**PAGE EXTRACT:**
━━━━━━━━━━━━━━━━━━━━
You are viewing a plain text version of this content. The canonical link for it is here.
Posted to reviews@spark.apache.org by GitBox <gi...@apache.org> on 2019/02/13 23:42:36 UTC

[GitHub] pgandhi999 opened a new pull request #23778: [SPARK-24935][SQL] : Problem with Executing Hive UDF's from Spark 2.2 Onwards

pgandhi999 opened a new pull request #23778: [SPARK-24935][SQL] : Problem with Executing Hive UDF's from Spark 2.2 Onwards
URL: https://github.com/apache/spark/pull/23778
 
 
   A user of sketches library(https://github.com/DataSketches/sketches-hive) reported an issue with HLL Sketch Hive UDAF that seems to be a bug in Spark or Hive. Their code runs fine in 2.1 but has an issue from 2.2 onwards. For more details on the issue, you can refer to the discussion in the sketches-user list:
   https://groups.google.com/forum/?utm_medium=email&utm_source=footer#!msg/sketches-user/GmH4-OlHP9g/MW-J7Hg4BwAJ
   
    
   On further debugging, we figured out that from 2.2 onwards, Spark hive UDAF provides support for partial aggregation, and has removed the functionality that supported complete mode aggregation(Refer https://issues.apache.org/jira/browse/SPARK-19060 and https://issues.apache.org/jira/browse/SPARK-18186). Thus, instead of expecting update method to be called, merge method is called here (https://github.com/DataSketches/sketches-hive/blob/master/src/main/java/com/yahoo/sketches/hive/hll/SketchEvaluator.java#L56) which throws the exception as described in the forums above.
   
   
   ## What changes were proposed in this pull request?
   
   Created new abstract class HiveTypedImperativeAggregate which is a framework for hive related aggregation functions.
   
   Also, there seems to be a bug in SortBasedAggregator where it was calling merge on aggregate buffer without initializing them. Have fixed it in this PR.
   
   ## How was this patch tested?
━━━━━━━━━━━━━━━━━━━━
**AIM 1:** Transcribe the Spark pull request post between "Created new abstract" and "in this PR.", inclusive.
━━━━━━━━━━━━━━━━━━━━
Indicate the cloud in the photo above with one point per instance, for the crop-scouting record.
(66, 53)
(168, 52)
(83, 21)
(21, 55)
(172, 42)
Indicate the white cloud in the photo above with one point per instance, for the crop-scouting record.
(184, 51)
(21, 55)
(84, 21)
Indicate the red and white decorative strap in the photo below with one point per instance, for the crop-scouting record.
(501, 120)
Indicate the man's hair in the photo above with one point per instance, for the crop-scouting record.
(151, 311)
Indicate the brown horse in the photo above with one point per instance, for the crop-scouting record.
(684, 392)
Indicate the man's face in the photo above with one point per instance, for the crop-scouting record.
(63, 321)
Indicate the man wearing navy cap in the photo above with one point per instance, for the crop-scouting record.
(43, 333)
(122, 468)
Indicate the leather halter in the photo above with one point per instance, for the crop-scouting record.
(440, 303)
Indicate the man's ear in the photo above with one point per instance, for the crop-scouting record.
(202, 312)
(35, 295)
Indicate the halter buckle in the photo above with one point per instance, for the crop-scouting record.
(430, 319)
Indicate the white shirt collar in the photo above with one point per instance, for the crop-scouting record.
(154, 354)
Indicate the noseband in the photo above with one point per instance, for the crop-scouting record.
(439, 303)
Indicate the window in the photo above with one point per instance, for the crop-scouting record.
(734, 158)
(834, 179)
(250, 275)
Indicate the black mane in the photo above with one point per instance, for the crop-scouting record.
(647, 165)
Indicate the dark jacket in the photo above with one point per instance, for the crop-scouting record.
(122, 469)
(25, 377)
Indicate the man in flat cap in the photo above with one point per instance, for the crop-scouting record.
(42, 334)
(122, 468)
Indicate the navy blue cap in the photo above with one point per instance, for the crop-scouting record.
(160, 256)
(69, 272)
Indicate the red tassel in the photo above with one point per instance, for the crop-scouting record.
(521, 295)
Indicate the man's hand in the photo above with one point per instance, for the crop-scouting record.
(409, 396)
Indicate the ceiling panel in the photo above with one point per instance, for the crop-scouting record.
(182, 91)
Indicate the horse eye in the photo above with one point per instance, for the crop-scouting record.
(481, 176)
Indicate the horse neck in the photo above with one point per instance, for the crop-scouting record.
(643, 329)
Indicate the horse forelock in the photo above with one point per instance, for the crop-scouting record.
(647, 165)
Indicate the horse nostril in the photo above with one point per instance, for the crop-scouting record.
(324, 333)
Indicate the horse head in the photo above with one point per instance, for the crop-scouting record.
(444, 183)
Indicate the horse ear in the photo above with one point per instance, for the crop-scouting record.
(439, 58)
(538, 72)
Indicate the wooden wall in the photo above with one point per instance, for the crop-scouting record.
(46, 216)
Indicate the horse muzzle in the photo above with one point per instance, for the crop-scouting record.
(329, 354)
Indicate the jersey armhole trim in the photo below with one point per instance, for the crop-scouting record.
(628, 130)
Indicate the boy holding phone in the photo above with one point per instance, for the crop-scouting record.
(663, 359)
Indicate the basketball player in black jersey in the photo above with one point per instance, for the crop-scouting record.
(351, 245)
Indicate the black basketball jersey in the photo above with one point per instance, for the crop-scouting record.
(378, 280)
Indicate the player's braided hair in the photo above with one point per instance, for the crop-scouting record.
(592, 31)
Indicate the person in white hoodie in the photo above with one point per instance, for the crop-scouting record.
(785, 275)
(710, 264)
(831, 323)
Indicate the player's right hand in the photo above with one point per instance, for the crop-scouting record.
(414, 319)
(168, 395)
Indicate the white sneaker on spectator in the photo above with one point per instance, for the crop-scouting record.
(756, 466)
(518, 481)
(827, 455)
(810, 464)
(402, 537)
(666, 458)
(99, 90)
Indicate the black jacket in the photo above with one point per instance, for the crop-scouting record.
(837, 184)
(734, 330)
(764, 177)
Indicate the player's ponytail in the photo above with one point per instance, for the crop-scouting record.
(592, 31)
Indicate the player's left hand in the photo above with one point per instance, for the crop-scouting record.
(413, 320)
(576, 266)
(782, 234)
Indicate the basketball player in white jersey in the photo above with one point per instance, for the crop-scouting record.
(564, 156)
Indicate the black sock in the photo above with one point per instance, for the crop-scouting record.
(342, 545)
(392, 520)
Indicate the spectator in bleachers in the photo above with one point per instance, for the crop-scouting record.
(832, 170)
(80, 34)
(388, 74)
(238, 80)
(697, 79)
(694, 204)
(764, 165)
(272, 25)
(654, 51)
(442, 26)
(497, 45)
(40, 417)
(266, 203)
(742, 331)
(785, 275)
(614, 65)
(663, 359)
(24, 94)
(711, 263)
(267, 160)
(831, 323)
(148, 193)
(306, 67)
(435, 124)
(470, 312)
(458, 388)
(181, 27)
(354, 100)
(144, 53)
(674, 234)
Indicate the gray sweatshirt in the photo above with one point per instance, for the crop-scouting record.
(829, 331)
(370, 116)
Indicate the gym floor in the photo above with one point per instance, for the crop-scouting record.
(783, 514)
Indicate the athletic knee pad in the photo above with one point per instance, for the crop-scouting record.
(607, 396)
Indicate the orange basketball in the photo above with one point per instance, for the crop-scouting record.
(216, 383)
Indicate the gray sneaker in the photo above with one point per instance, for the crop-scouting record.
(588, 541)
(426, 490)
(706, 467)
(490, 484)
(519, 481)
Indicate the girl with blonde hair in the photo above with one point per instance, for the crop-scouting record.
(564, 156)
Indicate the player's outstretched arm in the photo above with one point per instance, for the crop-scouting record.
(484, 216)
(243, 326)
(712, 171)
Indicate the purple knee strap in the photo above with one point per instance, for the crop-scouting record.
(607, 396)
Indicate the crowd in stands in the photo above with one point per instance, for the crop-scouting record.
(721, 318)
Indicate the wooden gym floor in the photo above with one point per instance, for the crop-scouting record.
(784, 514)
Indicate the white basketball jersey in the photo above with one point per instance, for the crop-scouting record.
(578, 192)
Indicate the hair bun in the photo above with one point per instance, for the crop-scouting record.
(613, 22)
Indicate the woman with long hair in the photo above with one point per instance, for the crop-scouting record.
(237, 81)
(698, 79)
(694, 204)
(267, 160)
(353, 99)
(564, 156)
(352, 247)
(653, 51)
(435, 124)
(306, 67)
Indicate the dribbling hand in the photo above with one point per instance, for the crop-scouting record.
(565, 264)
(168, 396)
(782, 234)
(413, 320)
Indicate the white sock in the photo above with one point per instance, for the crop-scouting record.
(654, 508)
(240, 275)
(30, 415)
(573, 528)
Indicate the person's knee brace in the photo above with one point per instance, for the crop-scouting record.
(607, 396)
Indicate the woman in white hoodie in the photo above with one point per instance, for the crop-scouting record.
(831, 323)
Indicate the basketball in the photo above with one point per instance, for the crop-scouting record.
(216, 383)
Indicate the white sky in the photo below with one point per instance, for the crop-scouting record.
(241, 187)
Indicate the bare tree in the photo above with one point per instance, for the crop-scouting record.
━━━━━━━━━━━━━━━━━━━━
**AIM 2:** Find every line in the records that contains the string "wooden", and copy each one. Matches must be case-sensitive.

**FULL SOLUTION 1:**
Created new abstract class HiveTypedImperativeAggregate which is a framework for hive related aggregation functions.
   
   Also, there seems to be a bug in SortBasedAggregator where it was calling merge on aggregate buffer without initializing them. Have fixed it in this PR.

**FULL SOLUTION 2:**
Indicate the wooden wall in the photo above with one point per instance, for the crop-scouting record.
Indicate the wooden gym floor in the photo above with one point per instance, for the crop-scouting record.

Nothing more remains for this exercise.